━━━ SUPPLIED MATERIAL
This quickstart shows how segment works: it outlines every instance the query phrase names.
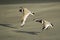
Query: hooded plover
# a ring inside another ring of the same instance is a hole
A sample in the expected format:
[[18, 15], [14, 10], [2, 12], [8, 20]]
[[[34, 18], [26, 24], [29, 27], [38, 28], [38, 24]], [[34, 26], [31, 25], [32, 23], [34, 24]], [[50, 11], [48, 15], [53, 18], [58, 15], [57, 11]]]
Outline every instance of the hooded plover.
[[53, 28], [52, 26], [54, 26], [52, 23], [46, 21], [46, 20], [43, 20], [43, 19], [34, 19], [36, 22], [39, 22], [39, 23], [42, 23], [43, 25], [43, 28], [42, 30], [45, 30], [45, 29], [48, 29], [48, 27], [51, 27]]
[[29, 11], [27, 8], [24, 8], [24, 7], [20, 7], [19, 11], [23, 14], [22, 20], [21, 20], [21, 27], [23, 27], [24, 24], [25, 24], [25, 21], [26, 21], [27, 17], [30, 14], [34, 16], [35, 13], [32, 13], [31, 11]]

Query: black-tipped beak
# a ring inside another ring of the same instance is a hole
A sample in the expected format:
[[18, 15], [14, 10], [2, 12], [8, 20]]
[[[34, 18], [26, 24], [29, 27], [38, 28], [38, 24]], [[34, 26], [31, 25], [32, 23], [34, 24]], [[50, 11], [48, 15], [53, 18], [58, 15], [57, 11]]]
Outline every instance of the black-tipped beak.
[[32, 13], [33, 15], [35, 14], [35, 13]]

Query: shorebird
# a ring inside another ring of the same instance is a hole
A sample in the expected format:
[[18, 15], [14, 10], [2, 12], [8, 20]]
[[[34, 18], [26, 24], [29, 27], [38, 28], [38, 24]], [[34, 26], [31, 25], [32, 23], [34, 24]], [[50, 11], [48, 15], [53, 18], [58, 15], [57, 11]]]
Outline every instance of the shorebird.
[[49, 21], [46, 21], [44, 19], [34, 19], [36, 22], [39, 22], [43, 25], [42, 30], [46, 30], [48, 29], [48, 27], [53, 28], [52, 26], [54, 26], [52, 23], [50, 23]]
[[21, 20], [21, 27], [24, 26], [25, 24], [25, 21], [27, 19], [27, 17], [31, 14], [34, 16], [35, 13], [32, 13], [30, 10], [28, 10], [27, 8], [24, 8], [24, 7], [20, 7], [20, 10], [19, 10], [23, 15], [22, 15], [22, 20]]

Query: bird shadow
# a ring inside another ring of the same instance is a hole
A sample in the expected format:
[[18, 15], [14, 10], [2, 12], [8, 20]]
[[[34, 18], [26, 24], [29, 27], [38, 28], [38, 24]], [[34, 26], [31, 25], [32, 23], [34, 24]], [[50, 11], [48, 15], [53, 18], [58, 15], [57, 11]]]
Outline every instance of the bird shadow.
[[37, 35], [40, 32], [34, 32], [34, 31], [20, 31], [20, 30], [15, 30], [15, 32], [18, 33], [27, 33], [27, 34], [32, 34], [32, 35]]
[[11, 24], [0, 24], [0, 26], [3, 26], [3, 27], [9, 27], [9, 28], [14, 28], [14, 27], [12, 27]]

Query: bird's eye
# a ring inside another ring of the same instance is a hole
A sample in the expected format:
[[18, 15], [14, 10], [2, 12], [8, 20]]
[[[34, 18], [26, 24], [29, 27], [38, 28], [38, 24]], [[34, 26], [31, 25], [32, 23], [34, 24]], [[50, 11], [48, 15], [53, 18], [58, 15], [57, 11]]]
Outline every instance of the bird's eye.
[[22, 12], [22, 9], [20, 9], [19, 11]]

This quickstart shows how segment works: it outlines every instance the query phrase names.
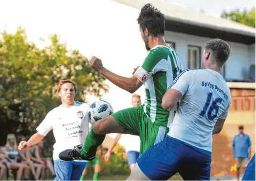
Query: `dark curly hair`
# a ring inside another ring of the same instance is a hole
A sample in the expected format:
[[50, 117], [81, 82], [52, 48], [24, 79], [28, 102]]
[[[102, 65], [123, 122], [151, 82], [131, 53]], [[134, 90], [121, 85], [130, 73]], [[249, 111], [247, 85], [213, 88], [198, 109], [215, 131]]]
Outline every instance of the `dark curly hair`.
[[150, 34], [153, 36], [165, 35], [164, 14], [152, 4], [147, 3], [142, 7], [137, 21], [143, 32], [147, 28]]

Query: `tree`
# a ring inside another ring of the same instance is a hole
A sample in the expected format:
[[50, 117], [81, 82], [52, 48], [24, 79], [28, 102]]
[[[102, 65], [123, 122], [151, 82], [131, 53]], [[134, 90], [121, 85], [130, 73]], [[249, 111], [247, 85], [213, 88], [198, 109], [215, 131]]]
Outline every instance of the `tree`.
[[239, 9], [230, 12], [224, 11], [221, 17], [255, 28], [255, 7], [250, 11], [245, 9], [243, 12], [240, 12]]
[[[77, 101], [86, 95], [101, 97], [108, 90], [105, 78], [91, 69], [79, 50], [67, 50], [58, 36], [42, 49], [27, 40], [19, 27], [15, 34], [6, 32], [0, 38], [0, 132], [30, 135], [50, 110], [60, 104], [56, 90], [60, 79], [76, 82]], [[42, 40], [42, 41], [44, 41]], [[2, 141], [2, 142], [1, 142]], [[5, 144], [1, 139], [0, 145]]]

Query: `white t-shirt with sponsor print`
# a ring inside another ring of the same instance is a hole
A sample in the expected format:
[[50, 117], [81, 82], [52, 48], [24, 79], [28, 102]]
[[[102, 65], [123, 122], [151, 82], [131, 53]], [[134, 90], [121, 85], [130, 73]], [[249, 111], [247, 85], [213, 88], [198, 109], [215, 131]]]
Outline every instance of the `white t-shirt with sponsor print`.
[[[53, 145], [53, 160], [59, 160], [59, 154], [74, 146], [83, 145], [89, 132], [88, 112], [90, 105], [75, 102], [74, 105], [66, 108], [62, 105], [49, 111], [37, 131], [44, 136], [52, 130], [56, 140]], [[74, 161], [73, 161], [74, 162]], [[86, 161], [75, 161], [86, 162]]]
[[226, 81], [211, 69], [187, 69], [169, 88], [179, 91], [182, 98], [168, 134], [211, 152], [214, 126], [218, 118], [226, 118], [231, 101]]

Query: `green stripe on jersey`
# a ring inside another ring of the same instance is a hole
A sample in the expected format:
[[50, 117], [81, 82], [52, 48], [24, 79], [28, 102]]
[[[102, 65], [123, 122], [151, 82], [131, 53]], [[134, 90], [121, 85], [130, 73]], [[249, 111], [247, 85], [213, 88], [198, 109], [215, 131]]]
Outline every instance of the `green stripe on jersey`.
[[162, 126], [167, 125], [169, 112], [162, 108], [162, 99], [179, 74], [181, 65], [173, 48], [157, 46], [150, 50], [141, 66], [152, 75], [145, 83], [144, 111], [153, 122]]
━━━━━━
▶ [YOUR GOAL]
Write out again every line from the start of the rows up to and including the line with "[[32, 13], [33, 15], [35, 14], [35, 13]]", adding -123 to each coordinate in the answer outlines and leaving all other lines, including the sample outlines, unchanged. Leave the pictures out of your answer.

▶ [FINISHED EXERCISE]
This quickstart shows how segment works: it outlines every instance the query phrase names.
Query: hooded plover
# a ring inside another ring of the same instance is a hole
A sample in the expected format:
[[18, 15], [14, 10], [2, 12], [8, 20]]
[[[34, 18], [26, 24], [29, 27], [38, 28], [38, 24]], [[34, 26], [31, 25], [32, 23], [34, 24]], [[50, 11], [48, 15], [53, 18], [58, 15], [57, 11]]]
Outline every instance of the hooded plover.
[[-70, -95], [-71, -97], [-69, -97], [-71, -100], [-77, -102], [-77, -103], [-80, -103], [-80, -104], [-89, -104], [-87, -101], [-84, -101], [-84, -100], [-81, -100], [-80, -98], [-80, -95], [-81, -93], [-78, -93], [-78, -94], [-75, -94], [-75, -96], [-72, -96]]
[[-94, -112], [-96, -115], [-99, -115], [-99, -116], [-103, -116], [-104, -112], [-100, -109], [-101, -103], [-102, -103], [-102, -96], [-100, -96], [-99, -99], [-98, -99], [-98, -102], [-97, -102], [-96, -106], [-93, -109], [-89, -107], [-88, -110], [-91, -110], [-92, -112]]

Query: black-tipped beak
# a ring inside another ring of the same instance is a hole
A sample in the expected format:
[[18, 15], [14, 10], [2, 12], [8, 20]]
[[[34, 18], [26, 24], [29, 27], [38, 28], [38, 24]], [[34, 26], [31, 25], [32, 23], [34, 24]], [[50, 11], [48, 15], [53, 18], [58, 15], [57, 11]]]
Outline every instance of the black-tipped beak.
[[-91, -110], [-90, -108], [-88, -109], [-88, -110]]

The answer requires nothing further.